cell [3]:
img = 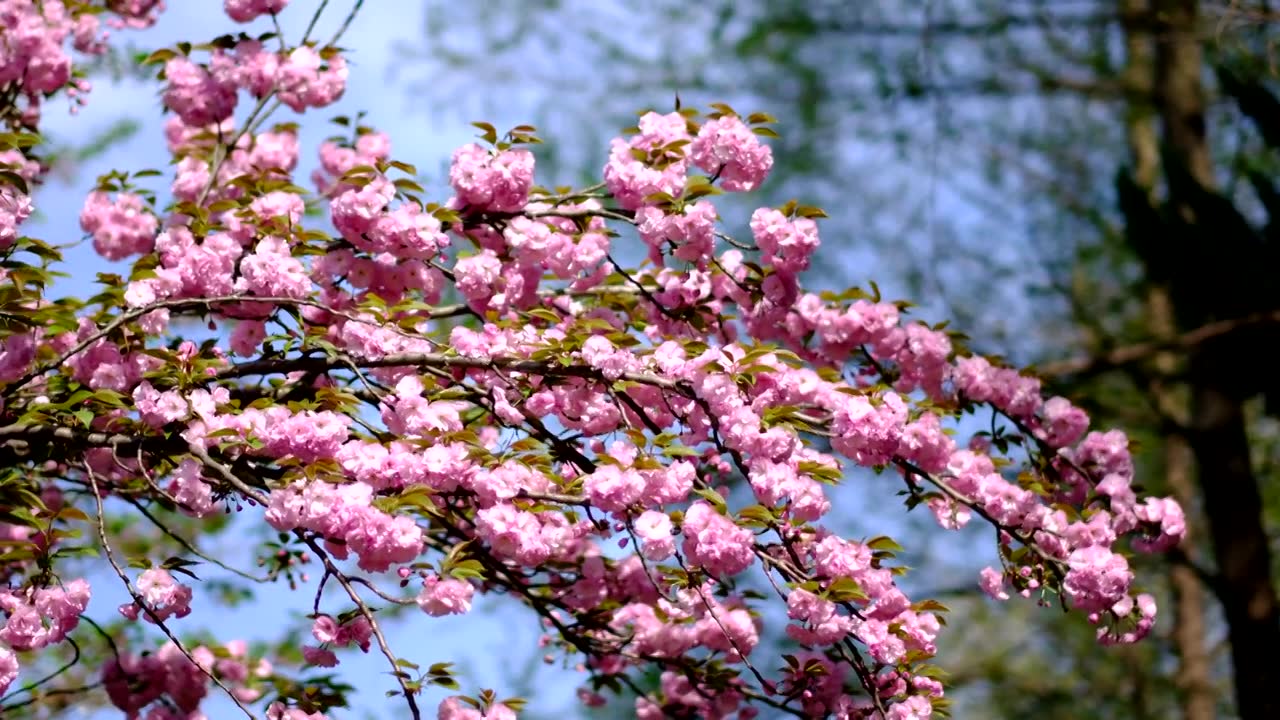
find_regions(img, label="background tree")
[399,0,1280,720]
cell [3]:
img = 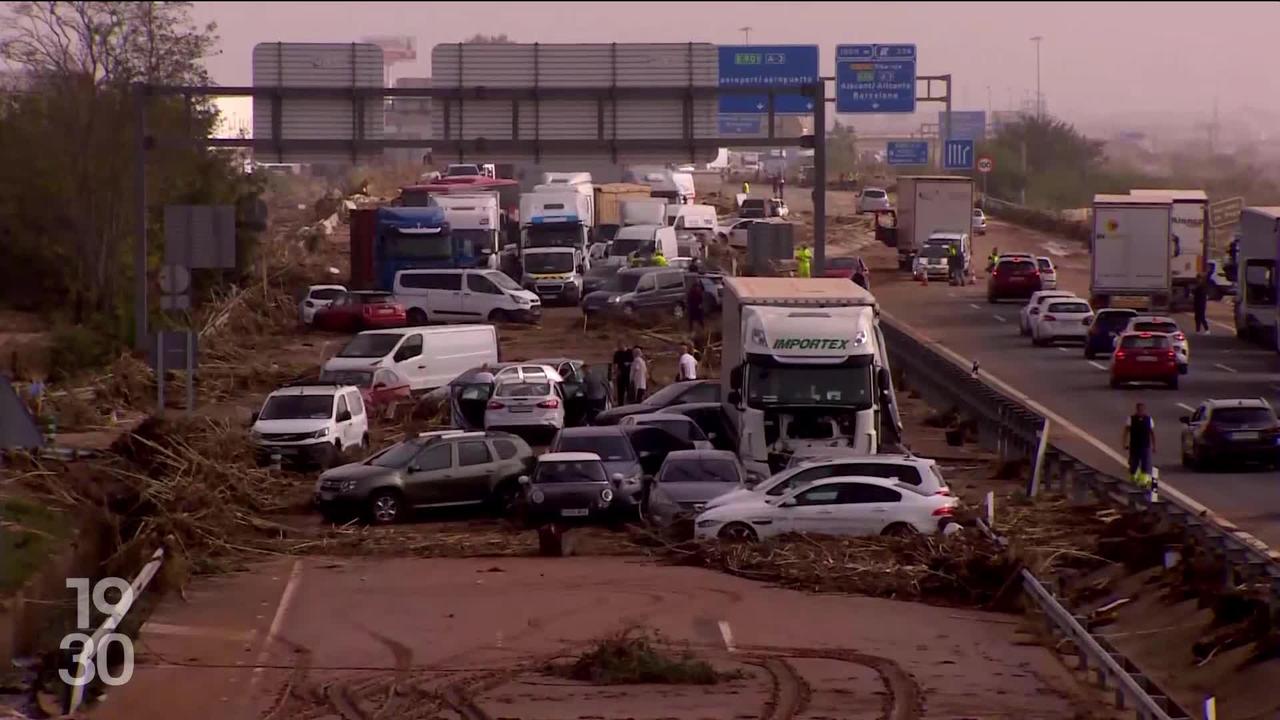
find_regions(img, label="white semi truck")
[1129,190,1208,307]
[896,176,973,270]
[1089,195,1172,311]
[721,277,901,477]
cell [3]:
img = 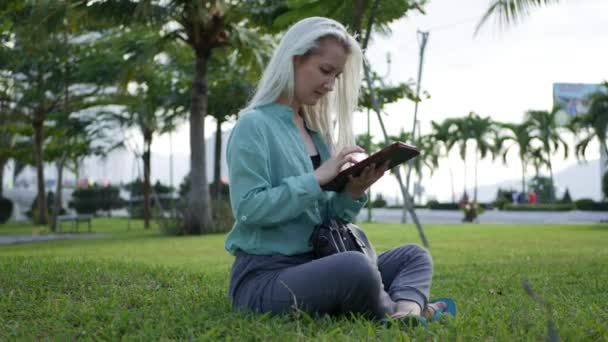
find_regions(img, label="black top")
[310,154,321,170]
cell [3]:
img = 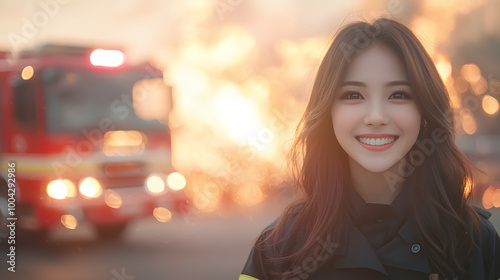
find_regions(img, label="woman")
[240,18,500,280]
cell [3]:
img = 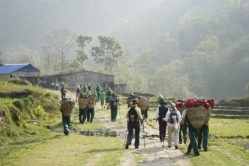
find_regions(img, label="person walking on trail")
[76,85,80,101]
[154,99,168,142]
[164,103,182,149]
[105,88,112,104]
[197,106,212,151]
[78,93,88,124]
[60,99,75,135]
[125,99,143,149]
[100,89,106,110]
[61,83,67,100]
[182,109,200,156]
[96,85,101,101]
[86,86,97,123]
[107,94,119,122]
[176,100,187,144]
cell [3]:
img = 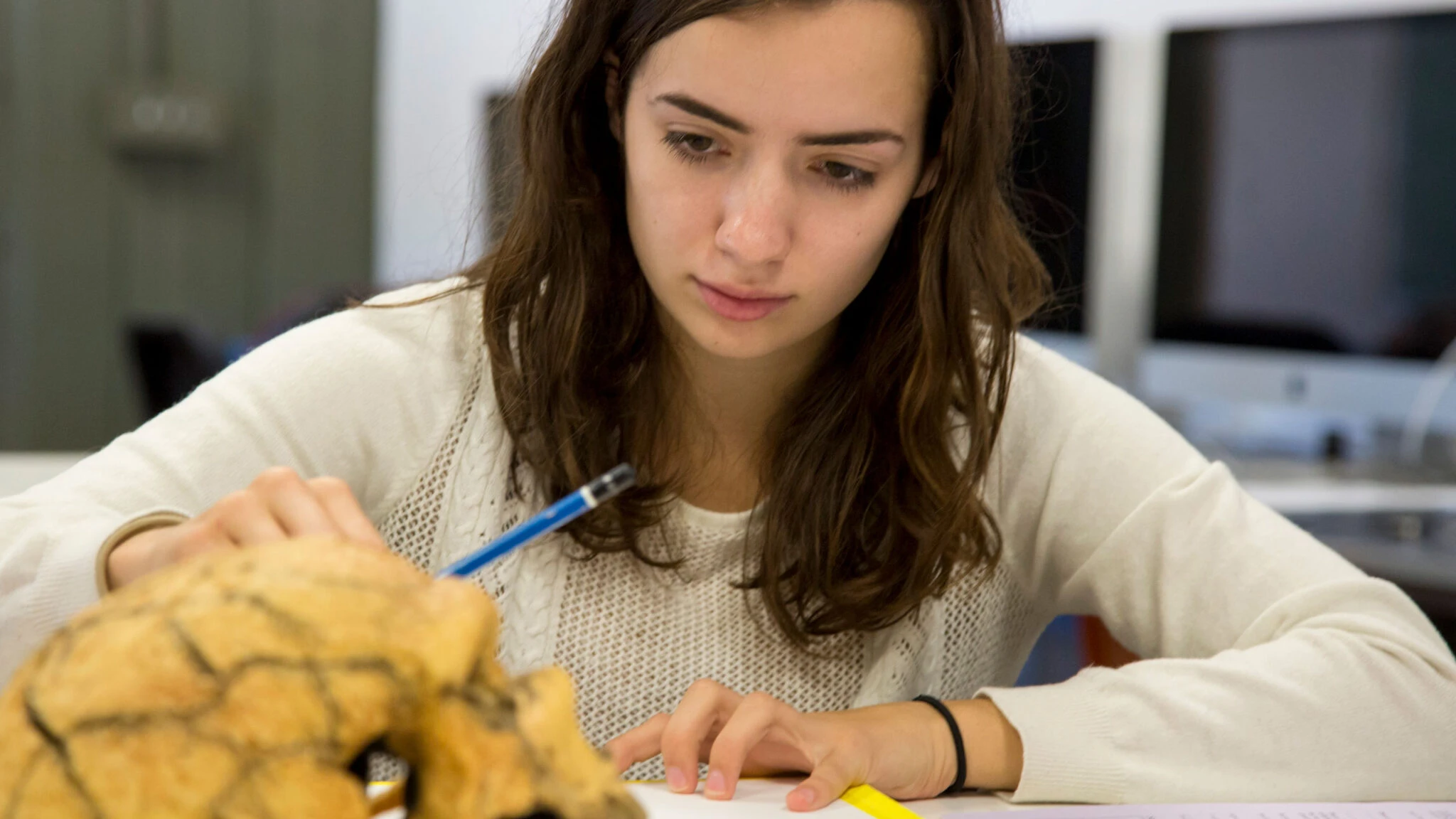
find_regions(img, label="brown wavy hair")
[466,0,1047,646]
###
▸ **EXERCISE REQUIREMENTS**
Lay out the records above as a JSON list of strings, with one string for each line and no blank lines. Leave the pictures out.

▸ **OUTPUT BELOW**
[
  "cell [3]:",
  "img = ",
  "find_regions(img, label=\"background tree\")",
  "[399,0,1280,720]",
  "cell [3]:",
  "img = ",
  "find_regions(img, label=\"white semi truck\")",
  "[1129,190,1208,307]",
  "[896,176,973,270]",
  "[1089,195,1172,311]",
  "[721,277,901,477]",
  "cell [3]:",
  "img = ",
  "find_regions(img, label=\"black top\")",
  "[310,154,321,170]",
  "cell [3]:",
  "img = ",
  "find_regions(img, label=\"woman\")",
  "[240,18,500,280]",
  "cell [3]:",
  "img = ",
  "find_regions(img, label=\"person walking on trail\")",
  "[76,85,80,101]",
  "[154,99,168,142]",
  "[164,103,182,149]",
  "[105,88,112,104]",
  "[197,106,212,151]",
  "[78,93,88,124]",
  "[60,99,75,135]",
  "[125,99,143,149]",
  "[100,89,106,110]",
  "[61,83,67,100]",
  "[182,109,200,156]",
  "[96,85,101,101]",
  "[86,86,97,123]",
  "[107,94,119,122]",
  "[176,100,187,144]",
  "cell [3]:",
  "img = ",
  "find_regions(img, label=\"brown wavy hair\")",
  "[466,0,1047,646]"
]